- **Source records**:
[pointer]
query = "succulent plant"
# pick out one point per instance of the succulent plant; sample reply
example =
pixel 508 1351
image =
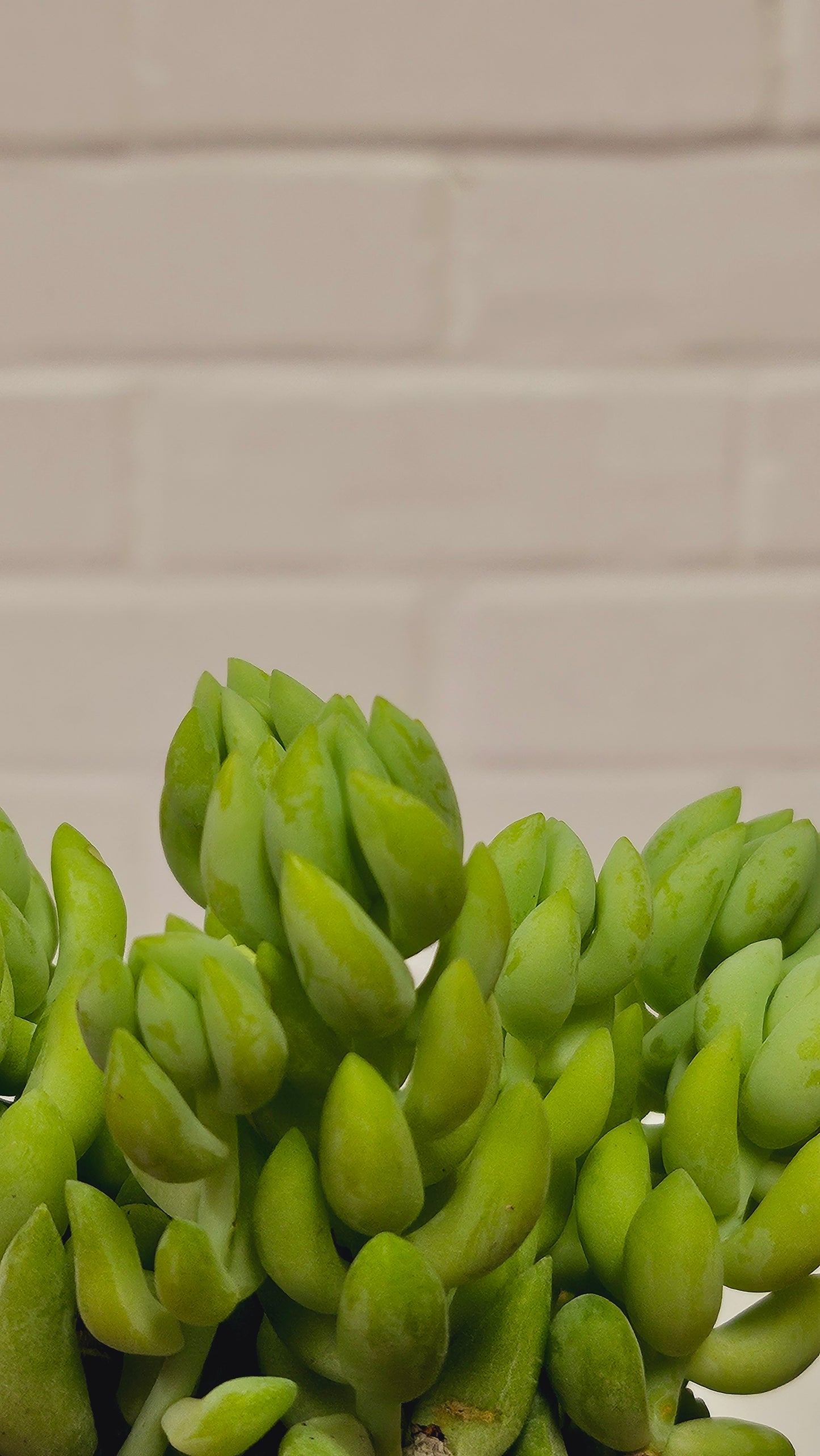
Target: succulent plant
pixel 261 1188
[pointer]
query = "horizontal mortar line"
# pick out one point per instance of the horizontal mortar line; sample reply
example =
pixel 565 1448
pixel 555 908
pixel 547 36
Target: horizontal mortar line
pixel 258 373
pixel 520 587
pixel 445 143
pixel 737 361
pixel 459 573
pixel 528 765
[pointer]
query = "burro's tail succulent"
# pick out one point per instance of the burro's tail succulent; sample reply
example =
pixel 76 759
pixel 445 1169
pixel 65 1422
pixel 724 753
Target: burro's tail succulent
pixel 263 1184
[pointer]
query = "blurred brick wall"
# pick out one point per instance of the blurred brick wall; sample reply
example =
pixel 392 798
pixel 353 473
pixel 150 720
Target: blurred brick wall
pixel 464 350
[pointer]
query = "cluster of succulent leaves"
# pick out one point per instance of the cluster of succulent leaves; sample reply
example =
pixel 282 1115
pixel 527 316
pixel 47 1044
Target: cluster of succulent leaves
pixel 260 1190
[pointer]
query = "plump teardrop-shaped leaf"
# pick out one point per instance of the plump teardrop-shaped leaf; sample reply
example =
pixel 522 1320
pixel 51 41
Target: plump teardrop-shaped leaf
pixel 171 1027
pixel 737 993
pixel 579 1104
pixel 724 1436
pixel 190 774
pixel 233 862
pixel 37 1157
pixel 152 1121
pixel 41 913
pixel 569 867
pixel 598 1373
pixel 317 1395
pixel 15 870
pixel 452 1056
pixel 191 1280
pixel 112 1292
pixel 106 1002
pixel 183 956
pixel 623 930
pixel 780 1242
pixel 701 1123
pixel 253 683
pixel 628 1052
pixel 520 856
pixel 500 1195
pixel 613 1183
pixel 392 1321
pixel 780 1104
pixel 44 1401
pixel 293 1231
pixel 672 1267
pixel 414 762
pixel 368 1159
pixel 413 856
pixel 481 932
pixel 685 903
pixel 765 1346
pixel 89 909
pixel 688 828
pixel 229 1419
pixel 305 812
pixel 25 957
pixel 354 976
pixel 808 916
pixel 767 890
pixel 245 1039
pixel 536 987
pixel 292 705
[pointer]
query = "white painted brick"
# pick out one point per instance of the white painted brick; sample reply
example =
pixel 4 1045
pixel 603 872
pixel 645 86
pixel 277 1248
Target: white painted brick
pixel 595 672
pixel 461 67
pixel 216 254
pixel 98 674
pixel 65 474
pixel 435 466
pixel 784 476
pixel 65 70
pixel 801 63
pixel 680 258
pixel 603 805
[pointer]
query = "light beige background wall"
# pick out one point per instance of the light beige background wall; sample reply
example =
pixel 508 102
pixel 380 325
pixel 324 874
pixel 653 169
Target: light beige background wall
pixel 462 350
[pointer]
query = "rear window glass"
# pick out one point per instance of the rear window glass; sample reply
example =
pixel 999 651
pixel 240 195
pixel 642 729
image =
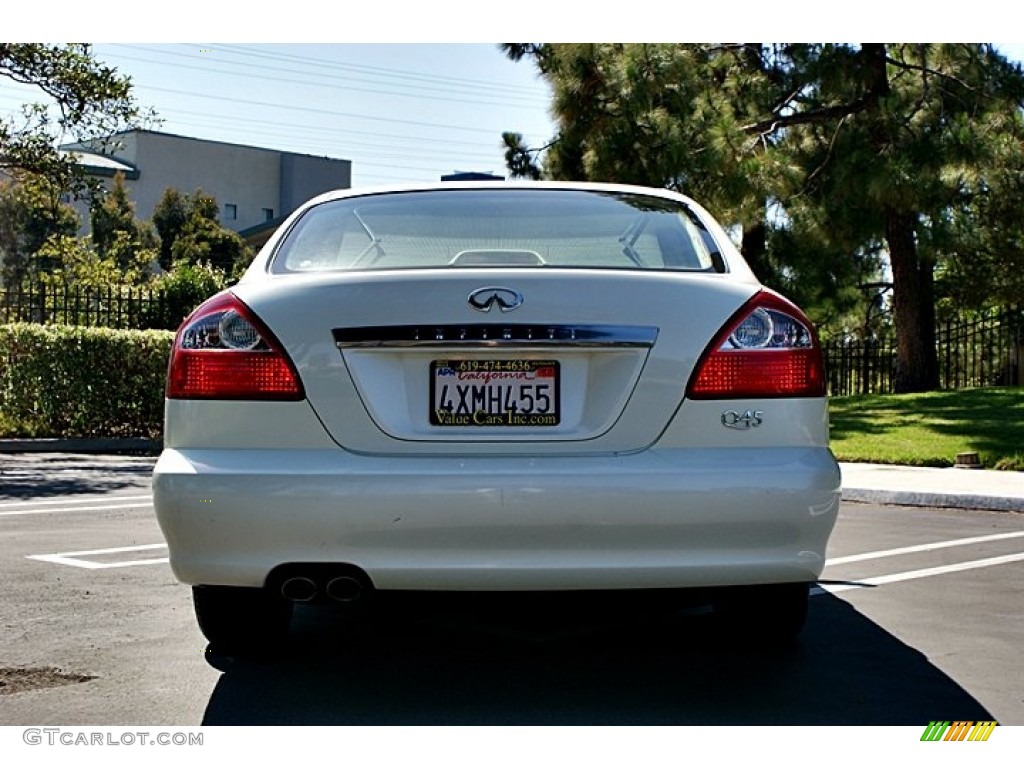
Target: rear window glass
pixel 498 227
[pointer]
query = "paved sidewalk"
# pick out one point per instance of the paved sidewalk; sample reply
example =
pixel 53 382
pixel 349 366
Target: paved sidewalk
pixel 926 486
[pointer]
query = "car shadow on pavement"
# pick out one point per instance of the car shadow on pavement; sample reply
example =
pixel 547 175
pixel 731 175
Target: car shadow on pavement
pixel 558 668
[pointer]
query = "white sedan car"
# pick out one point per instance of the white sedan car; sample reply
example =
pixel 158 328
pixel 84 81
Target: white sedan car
pixel 496 387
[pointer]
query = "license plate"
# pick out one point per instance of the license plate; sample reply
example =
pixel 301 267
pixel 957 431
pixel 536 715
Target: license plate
pixel 494 393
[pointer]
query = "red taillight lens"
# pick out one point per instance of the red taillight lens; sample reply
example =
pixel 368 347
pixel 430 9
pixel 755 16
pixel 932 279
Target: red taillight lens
pixel 222 351
pixel 768 349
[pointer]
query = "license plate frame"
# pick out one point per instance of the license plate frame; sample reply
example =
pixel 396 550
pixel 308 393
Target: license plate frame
pixel 498 393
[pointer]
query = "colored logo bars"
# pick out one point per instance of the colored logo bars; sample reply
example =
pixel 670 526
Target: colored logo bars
pixel 961 730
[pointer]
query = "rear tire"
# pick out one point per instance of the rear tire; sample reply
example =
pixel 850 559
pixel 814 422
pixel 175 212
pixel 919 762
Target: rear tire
pixel 772 613
pixel 241 620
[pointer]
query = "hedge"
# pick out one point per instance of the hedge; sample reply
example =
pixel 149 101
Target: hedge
pixel 72 381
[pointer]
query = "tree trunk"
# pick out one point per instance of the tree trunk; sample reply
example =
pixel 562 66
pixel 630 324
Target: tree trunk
pixel 755 250
pixel 913 279
pixel 913 306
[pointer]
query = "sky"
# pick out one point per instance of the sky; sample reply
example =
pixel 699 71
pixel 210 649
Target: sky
pixel 409 104
pixel 399 112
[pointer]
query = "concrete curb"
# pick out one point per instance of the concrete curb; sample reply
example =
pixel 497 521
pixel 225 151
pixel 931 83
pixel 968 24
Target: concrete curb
pixel 80 445
pixel 928 499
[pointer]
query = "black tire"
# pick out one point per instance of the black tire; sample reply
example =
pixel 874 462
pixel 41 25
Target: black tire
pixel 772 613
pixel 242 620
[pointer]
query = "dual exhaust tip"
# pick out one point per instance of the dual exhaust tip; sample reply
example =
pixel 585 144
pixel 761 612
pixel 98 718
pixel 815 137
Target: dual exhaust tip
pixel 342 589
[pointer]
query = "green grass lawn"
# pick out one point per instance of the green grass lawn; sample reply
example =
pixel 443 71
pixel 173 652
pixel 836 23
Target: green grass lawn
pixel 930 429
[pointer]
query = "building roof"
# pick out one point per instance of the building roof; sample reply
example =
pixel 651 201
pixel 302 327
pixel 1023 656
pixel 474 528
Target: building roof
pixel 101 165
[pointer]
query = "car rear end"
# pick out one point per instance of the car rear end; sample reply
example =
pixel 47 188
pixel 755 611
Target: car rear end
pixel 497 388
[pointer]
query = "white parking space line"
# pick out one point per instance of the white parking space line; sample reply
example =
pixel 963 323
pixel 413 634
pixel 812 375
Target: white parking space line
pixel 62 510
pixel 919 573
pixel 75 558
pixel 923 548
pixel 80 500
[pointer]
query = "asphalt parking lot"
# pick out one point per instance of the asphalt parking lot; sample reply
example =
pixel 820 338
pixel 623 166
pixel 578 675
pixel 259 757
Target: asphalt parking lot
pixel 918 620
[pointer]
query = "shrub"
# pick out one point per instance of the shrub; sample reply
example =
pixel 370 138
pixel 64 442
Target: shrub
pixel 70 381
pixel 179 291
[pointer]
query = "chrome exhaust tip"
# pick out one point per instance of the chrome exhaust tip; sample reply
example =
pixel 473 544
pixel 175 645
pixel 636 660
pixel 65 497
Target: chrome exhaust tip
pixel 344 589
pixel 299 589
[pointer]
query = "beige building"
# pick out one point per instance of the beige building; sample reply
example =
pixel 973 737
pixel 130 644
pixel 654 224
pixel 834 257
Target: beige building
pixel 253 185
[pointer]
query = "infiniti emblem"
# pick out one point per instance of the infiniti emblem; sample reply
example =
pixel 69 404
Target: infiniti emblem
pixel 484 298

- **Activity**: Your answer should be the exact lines above from the one with "Target: black tire" through the one with "pixel 173 652", both included, and nothing besides.

- **Task result**:
Target: black tire
pixel 772 613
pixel 242 620
[pointer]
query = "dual exhaust tip"
# pick out one point per instance of the dual exhaust tip; sample reply
example =
pixel 585 144
pixel 761 612
pixel 98 718
pixel 815 137
Target: dual exhaust tip
pixel 342 589
[pointer]
query = "green grass lawn"
# pick out one point per instance of the green grass lawn; sample reply
example =
pixel 443 71
pixel 173 652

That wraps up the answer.